** Exercise material **
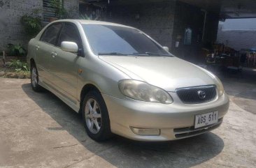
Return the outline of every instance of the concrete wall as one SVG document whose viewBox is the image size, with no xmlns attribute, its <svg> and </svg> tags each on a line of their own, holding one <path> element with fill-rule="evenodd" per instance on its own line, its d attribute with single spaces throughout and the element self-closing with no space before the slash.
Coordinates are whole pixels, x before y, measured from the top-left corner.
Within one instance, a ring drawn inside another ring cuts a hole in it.
<svg viewBox="0 0 256 168">
<path fill-rule="evenodd" d="M 64 8 L 71 18 L 78 15 L 79 0 L 64 0 Z M 6 49 L 7 44 L 20 44 L 27 47 L 29 38 L 20 24 L 24 15 L 30 15 L 39 9 L 43 16 L 43 0 L 0 0 L 0 52 Z"/>
<path fill-rule="evenodd" d="M 20 17 L 30 14 L 36 8 L 43 8 L 41 0 L 0 0 L 0 51 L 6 49 L 7 44 L 26 45 L 28 41 L 20 24 Z"/>
<path fill-rule="evenodd" d="M 138 28 L 162 45 L 171 47 L 174 22 L 174 1 L 114 6 L 108 8 L 108 21 Z M 136 19 L 136 15 L 139 19 Z"/>
</svg>

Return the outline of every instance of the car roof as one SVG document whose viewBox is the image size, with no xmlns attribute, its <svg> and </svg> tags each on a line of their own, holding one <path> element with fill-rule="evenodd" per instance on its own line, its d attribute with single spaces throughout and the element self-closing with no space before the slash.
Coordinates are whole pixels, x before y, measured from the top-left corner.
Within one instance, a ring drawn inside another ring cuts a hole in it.
<svg viewBox="0 0 256 168">
<path fill-rule="evenodd" d="M 103 24 L 103 25 L 110 25 L 110 26 L 123 26 L 127 28 L 133 28 L 131 26 L 125 26 L 120 24 L 108 22 L 102 22 L 102 21 L 96 21 L 96 20 L 58 20 L 55 22 L 79 22 L 80 24 Z"/>
</svg>

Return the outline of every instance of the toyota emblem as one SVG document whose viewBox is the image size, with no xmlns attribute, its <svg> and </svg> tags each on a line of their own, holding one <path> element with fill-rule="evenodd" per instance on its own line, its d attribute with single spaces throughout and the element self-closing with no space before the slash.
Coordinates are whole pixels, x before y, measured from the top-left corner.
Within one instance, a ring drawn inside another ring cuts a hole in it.
<svg viewBox="0 0 256 168">
<path fill-rule="evenodd" d="M 204 99 L 206 97 L 206 93 L 203 91 L 198 91 L 197 95 L 200 99 Z"/>
</svg>

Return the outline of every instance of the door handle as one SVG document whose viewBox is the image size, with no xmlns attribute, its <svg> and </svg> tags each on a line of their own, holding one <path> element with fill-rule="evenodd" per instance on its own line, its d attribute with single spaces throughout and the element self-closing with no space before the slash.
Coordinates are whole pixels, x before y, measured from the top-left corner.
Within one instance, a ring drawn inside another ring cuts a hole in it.
<svg viewBox="0 0 256 168">
<path fill-rule="evenodd" d="M 57 53 L 56 52 L 52 52 L 50 53 L 50 54 L 52 55 L 52 58 L 55 58 L 55 56 L 57 56 Z"/>
</svg>

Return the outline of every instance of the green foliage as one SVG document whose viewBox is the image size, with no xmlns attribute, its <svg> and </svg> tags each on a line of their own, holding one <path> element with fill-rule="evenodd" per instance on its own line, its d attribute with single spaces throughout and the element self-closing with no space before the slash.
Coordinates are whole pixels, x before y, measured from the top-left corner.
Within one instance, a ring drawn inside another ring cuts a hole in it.
<svg viewBox="0 0 256 168">
<path fill-rule="evenodd" d="M 10 56 L 25 56 L 27 54 L 26 49 L 24 49 L 20 44 L 8 44 L 8 48 L 9 49 L 9 55 Z"/>
<path fill-rule="evenodd" d="M 38 10 L 35 9 L 31 15 L 24 15 L 20 19 L 27 34 L 35 36 L 42 29 L 42 19 L 38 15 Z"/>
<path fill-rule="evenodd" d="M 29 71 L 29 68 L 27 63 L 22 62 L 19 59 L 10 60 L 10 63 L 9 66 L 15 68 L 16 72 Z"/>
</svg>

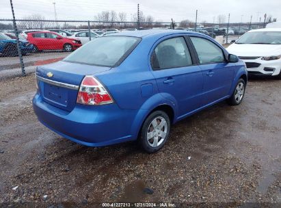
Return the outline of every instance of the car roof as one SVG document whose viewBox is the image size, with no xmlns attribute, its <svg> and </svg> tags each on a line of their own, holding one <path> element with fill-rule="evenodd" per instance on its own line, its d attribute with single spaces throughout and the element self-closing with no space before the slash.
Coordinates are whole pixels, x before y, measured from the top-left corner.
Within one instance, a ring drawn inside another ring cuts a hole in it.
<svg viewBox="0 0 281 208">
<path fill-rule="evenodd" d="M 168 36 L 176 34 L 198 34 L 193 31 L 179 29 L 144 29 L 135 31 L 125 31 L 122 33 L 115 33 L 111 34 L 112 36 L 132 36 L 137 38 L 143 38 L 153 36 Z"/>
<path fill-rule="evenodd" d="M 248 32 L 253 32 L 253 31 L 281 31 L 281 28 L 263 28 L 263 29 L 252 29 Z"/>
</svg>

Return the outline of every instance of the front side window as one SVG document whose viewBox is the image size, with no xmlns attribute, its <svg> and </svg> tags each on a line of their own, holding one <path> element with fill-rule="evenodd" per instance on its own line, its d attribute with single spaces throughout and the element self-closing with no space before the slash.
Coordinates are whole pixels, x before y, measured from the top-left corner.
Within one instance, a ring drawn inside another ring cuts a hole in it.
<svg viewBox="0 0 281 208">
<path fill-rule="evenodd" d="M 34 34 L 34 37 L 37 38 L 45 38 L 45 34 L 44 33 Z"/>
<path fill-rule="evenodd" d="M 159 43 L 152 53 L 151 64 L 154 70 L 192 65 L 185 39 L 177 37 Z"/>
<path fill-rule="evenodd" d="M 76 37 L 81 37 L 81 38 L 84 37 L 84 38 L 85 38 L 85 37 L 87 37 L 87 34 L 86 33 L 79 33 L 79 34 L 76 35 Z"/>
<path fill-rule="evenodd" d="M 141 40 L 139 38 L 97 38 L 72 52 L 64 61 L 95 66 L 114 66 L 126 57 Z"/>
<path fill-rule="evenodd" d="M 0 40 L 11 40 L 12 38 L 10 38 L 8 36 L 5 35 L 3 34 L 0 34 Z"/>
<path fill-rule="evenodd" d="M 222 50 L 211 41 L 197 37 L 190 37 L 190 39 L 196 50 L 200 64 L 224 62 Z"/>
</svg>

** Exercise directions **
Convert the lines above into a JSON list of strings, one string per line, omitting blank lines and the pictures.

** Output below **
[
  "Return the outline of every instance of the concrete wall as one SVG document whose viewBox is the image size, with no xmlns attribute, its <svg> and </svg> tags each on a line of their own, holding one <path> element with fill-rule=\"evenodd\" per instance on its own line, its d attribute with single spaces throughout and the element self-closing with no space before the slash.",
  "Coordinates are whole pixels, x before y, measured from the top-left corner.",
  "Within one instance, a ring drawn inside another ring cuts a hole in it.",
  "<svg viewBox=\"0 0 256 168\">",
  "<path fill-rule=\"evenodd\" d=\"M 64 8 L 71 18 L 78 15 L 79 0 L 64 0 Z M 6 49 L 7 44 L 20 44 L 27 47 L 29 38 L 20 24 L 24 15 L 30 15 L 39 9 L 43 16 L 43 0 L 0 0 L 0 52 Z\"/>",
  "<path fill-rule=\"evenodd\" d=\"M 20 17 L 30 14 L 36 8 L 43 8 L 41 0 L 0 0 L 0 51 L 6 49 L 7 44 L 26 45 L 28 41 L 20 24 Z\"/>",
  "<path fill-rule=\"evenodd\" d=\"M 138 28 L 162 45 L 171 47 L 174 22 L 174 1 L 114 6 L 108 8 L 108 21 Z M 136 19 L 136 15 L 139 19 Z\"/>",
  "</svg>",
  "Return the outline of every instance of the car roof as one SVG document whose viewBox is the image size, with no xmlns attribute, its <svg> and </svg> tags each on a line of their own, holding one <path> element with fill-rule=\"evenodd\" per instance on its own line, its d attribute with single spaces throughout and the element self-closing with no space before the slash.",
  "Coordinates are whole pixels, x before y, measured from the top-left corner.",
  "Within one instance, a ring drawn inside another ring cuts a hole in it.",
  "<svg viewBox=\"0 0 256 168\">",
  "<path fill-rule=\"evenodd\" d=\"M 103 24 L 103 25 L 110 25 L 110 26 L 123 26 L 127 28 L 133 28 L 131 26 L 125 26 L 120 24 L 108 22 L 102 22 L 102 21 L 96 21 L 96 20 L 58 20 L 55 22 L 79 22 L 80 24 Z\"/>",
  "</svg>",
  "Return the outline of every instance of the toyota emblem as one SVG document whose viewBox is the image size, with no xmlns attribute, its <svg> and </svg> tags each on a line of their own, holding one <path> element with fill-rule=\"evenodd\" per instance on its own line, its d attribute with single spaces throughout and the element self-closing with no space before the slash.",
  "Coordinates are whole pixels, x before y, measured from the top-left corner.",
  "Within one instance, a ring drawn inside another ring cuts a hole in it.",
  "<svg viewBox=\"0 0 256 168\">",
  "<path fill-rule=\"evenodd\" d=\"M 204 99 L 206 97 L 206 93 L 203 91 L 198 91 L 197 95 L 200 99 Z\"/>",
  "</svg>",
  "Return the outline of every instance of the door handle as one SVG document whose viewBox is the image size, with no xmlns attribute, its <svg> and </svg> tags each on a line of their own, holding one <path> element with fill-rule=\"evenodd\" per instance on its own line, its d attribute with single spaces throughout and the element self-closing with no space before the slash.",
  "Coordinates are whole pixels, x before y, measured from the top-left corner.",
  "Within one instance, a ring drawn inside another ring cuts a hole in it.",
  "<svg viewBox=\"0 0 256 168\">",
  "<path fill-rule=\"evenodd\" d=\"M 57 53 L 56 52 L 52 52 L 50 53 L 50 54 L 52 55 L 52 58 L 55 58 L 55 56 L 57 56 Z\"/>",
  "</svg>",
  "Return the outline of every instance of the green foliage as one SVG document whose viewBox is the image size, with no xmlns attribute, its <svg> and </svg> tags each on a line of their own, holding one <path> element with fill-rule=\"evenodd\" per instance on its own line, its d attribute with single spaces throughout and the element self-closing with no space before the slash.",
  "Coordinates are whole pixels, x before y, measured from the top-left corner.",
  "Within one instance, a ring drawn inside another ring cuts a hole in it.",
  "<svg viewBox=\"0 0 256 168\">",
  "<path fill-rule=\"evenodd\" d=\"M 10 56 L 25 56 L 27 54 L 26 49 L 24 49 L 20 44 L 8 44 L 8 48 L 9 49 L 9 55 Z\"/>",
  "<path fill-rule=\"evenodd\" d=\"M 38 10 L 35 9 L 31 15 L 24 15 L 20 19 L 27 34 L 35 36 L 42 29 L 42 19 L 38 15 Z\"/>",
  "<path fill-rule=\"evenodd\" d=\"M 29 71 L 29 68 L 27 63 L 22 62 L 19 59 L 10 60 L 10 63 L 9 66 L 15 68 L 16 72 Z\"/>",
  "</svg>",
  "Return the outline of every instance of the car roof as one SVG document whose viewBox is the image size, with no xmlns attribute, its <svg> and </svg> tags each on a line of their own, holding one <path> element with fill-rule=\"evenodd\" per instance on its own line, its d attribute with single spaces throughout and the element self-closing with no space before the slash.",
  "Coordinates are whole pixels, x before y, measured from the top-left corner.",
  "Within one instance, a ring drawn inside another ring cuts a hole in it.",
  "<svg viewBox=\"0 0 281 208\">",
  "<path fill-rule=\"evenodd\" d=\"M 168 36 L 176 34 L 198 34 L 193 31 L 179 29 L 144 29 L 135 31 L 125 31 L 122 33 L 115 33 L 111 34 L 112 36 L 132 36 L 137 38 L 143 38 L 153 36 Z\"/>",
  "<path fill-rule=\"evenodd\" d=\"M 248 32 L 253 32 L 253 31 L 281 31 L 281 28 L 263 28 L 263 29 L 252 29 Z\"/>",
  "</svg>",
  "Return the outline of every instance of the front side window as one SVG document whose viewBox is the image size, with no xmlns attribute, its <svg> and </svg> tags each on a line of their own, holding one <path> element with fill-rule=\"evenodd\" per instance on its own line, its d attribute with single spaces throughout and the element self-closing with no space before the slash.",
  "Coordinates are whole pixels, x before y, measured from the top-left corner.",
  "Within one instance, a ring drawn inside another ring cuts a hole in it.",
  "<svg viewBox=\"0 0 281 208\">",
  "<path fill-rule=\"evenodd\" d=\"M 34 34 L 34 37 L 37 38 L 45 38 L 45 34 L 44 33 Z\"/>",
  "<path fill-rule=\"evenodd\" d=\"M 159 43 L 152 53 L 151 64 L 154 70 L 192 65 L 185 39 L 177 37 Z\"/>",
  "<path fill-rule=\"evenodd\" d=\"M 76 37 L 81 37 L 81 38 L 84 37 L 84 38 L 85 38 L 85 37 L 87 37 L 87 34 L 86 33 L 79 33 L 79 34 L 76 35 Z\"/>",
  "<path fill-rule=\"evenodd\" d=\"M 141 40 L 139 38 L 97 38 L 72 52 L 64 61 L 95 66 L 114 66 L 126 57 Z\"/>",
  "<path fill-rule=\"evenodd\" d=\"M 0 40 L 11 40 L 12 38 L 10 38 L 8 36 L 5 35 L 3 34 L 0 34 Z\"/>",
  "<path fill-rule=\"evenodd\" d=\"M 222 50 L 211 41 L 197 37 L 190 37 L 190 39 L 196 50 L 200 64 L 224 62 Z\"/>",
  "</svg>"
]